WORK INSTRUCTIONS:
Rewrite all of the items below, replacing "Tag one point per instance" with "Mark one point for each instance" and keeping every other word unchanged.

INPUT FOR THIS TASK:
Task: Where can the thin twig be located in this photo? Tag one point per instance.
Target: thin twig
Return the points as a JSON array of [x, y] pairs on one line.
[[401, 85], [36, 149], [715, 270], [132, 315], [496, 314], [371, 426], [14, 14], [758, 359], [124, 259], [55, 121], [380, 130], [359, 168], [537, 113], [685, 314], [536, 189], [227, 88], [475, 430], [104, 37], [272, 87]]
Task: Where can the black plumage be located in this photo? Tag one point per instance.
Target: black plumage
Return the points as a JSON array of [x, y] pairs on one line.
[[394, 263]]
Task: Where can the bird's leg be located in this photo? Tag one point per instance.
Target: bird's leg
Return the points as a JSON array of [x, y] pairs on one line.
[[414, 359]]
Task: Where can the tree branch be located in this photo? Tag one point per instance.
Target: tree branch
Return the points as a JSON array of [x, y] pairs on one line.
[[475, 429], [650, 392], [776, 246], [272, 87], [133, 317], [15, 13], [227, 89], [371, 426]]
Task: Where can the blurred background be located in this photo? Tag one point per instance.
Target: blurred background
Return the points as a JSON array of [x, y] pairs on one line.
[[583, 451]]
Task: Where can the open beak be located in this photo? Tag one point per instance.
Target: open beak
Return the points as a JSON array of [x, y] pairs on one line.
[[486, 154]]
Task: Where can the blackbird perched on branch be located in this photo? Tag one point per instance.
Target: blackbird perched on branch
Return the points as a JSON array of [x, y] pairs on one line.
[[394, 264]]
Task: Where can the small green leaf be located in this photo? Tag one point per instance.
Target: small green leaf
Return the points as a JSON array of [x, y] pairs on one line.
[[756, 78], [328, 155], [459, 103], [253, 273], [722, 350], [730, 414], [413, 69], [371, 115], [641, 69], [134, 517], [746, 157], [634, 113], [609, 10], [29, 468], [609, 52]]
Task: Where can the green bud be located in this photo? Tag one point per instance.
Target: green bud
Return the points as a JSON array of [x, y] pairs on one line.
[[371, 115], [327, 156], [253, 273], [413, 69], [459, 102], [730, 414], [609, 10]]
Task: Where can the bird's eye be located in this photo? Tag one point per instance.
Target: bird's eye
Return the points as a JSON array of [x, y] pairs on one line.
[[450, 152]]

TASK ANSWER:
Task: Where can the thin twig be located in this photo? Mark one point for each instance.
Target: thin twig
Return the points as a JSON array of [x, y] pairs on one line.
[[401, 85], [36, 149], [715, 270], [132, 315], [496, 314], [371, 426], [14, 14], [758, 359], [124, 259], [55, 121], [380, 130], [359, 168], [537, 113], [685, 314], [536, 189], [227, 88], [475, 430], [104, 37], [272, 87]]
Task: Where can the black plumage be located in this photo? Mark one point for each instance.
Target: black plumage
Return the points as a JSON array of [x, y] pairs on one line.
[[394, 263]]
Task: Where can the bird's leg be located in this photo? Mark one point for each instance.
Target: bird's leg
Return the points as a JSON array of [x, y] pairs on one line.
[[414, 359]]
Task: Where can the tree branch be located in this photo? Mark one point for each instance.
Target: tree branch
Return the points as a JSON array of [x, y] pairs on one line.
[[475, 429], [650, 392], [776, 246], [272, 87], [133, 317], [15, 13], [227, 89], [371, 426]]
Task: Where can the blurred background be located in this photo? Mark one point for each instance.
Target: blurred background
Return the points as a JSON array of [x, y] pairs on one line.
[[583, 451]]
Task: Where can the open beak be located in this photo? Mark one point for each instance.
Target: open beak
Return the points as a JSON array of [x, y] pairs on one line.
[[486, 154]]
Task: Where can the blackbird perched on branch be located in this photo? Mark one point for each instance.
Target: blackbird perched on branch
Return the points as a JSON array of [x, y] pairs on one line.
[[394, 264]]
Task: Where can the small green leaf be located in this photo? Mark one point for each instance.
Target: small green leaf
Return the points as a JSON array of [x, y] pairs on one line.
[[756, 78], [328, 155], [459, 103], [253, 273], [722, 350], [730, 414], [413, 69], [371, 115], [641, 69], [134, 517], [746, 157], [634, 113], [609, 10], [29, 468], [609, 52]]
Task: Where can the green bud be located in this photo? Mark one point for each instance.
Target: green bud
Return the points as a JSON array of [x, y] pairs on one line.
[[371, 115], [327, 156], [253, 273], [413, 69], [459, 102], [730, 414], [609, 10]]
Task: Where can the bird's eye be located in this photo? Mark one point for each instance.
Target: bird's eye
Return the points as a JSON array of [x, y] pairs on one line.
[[450, 152]]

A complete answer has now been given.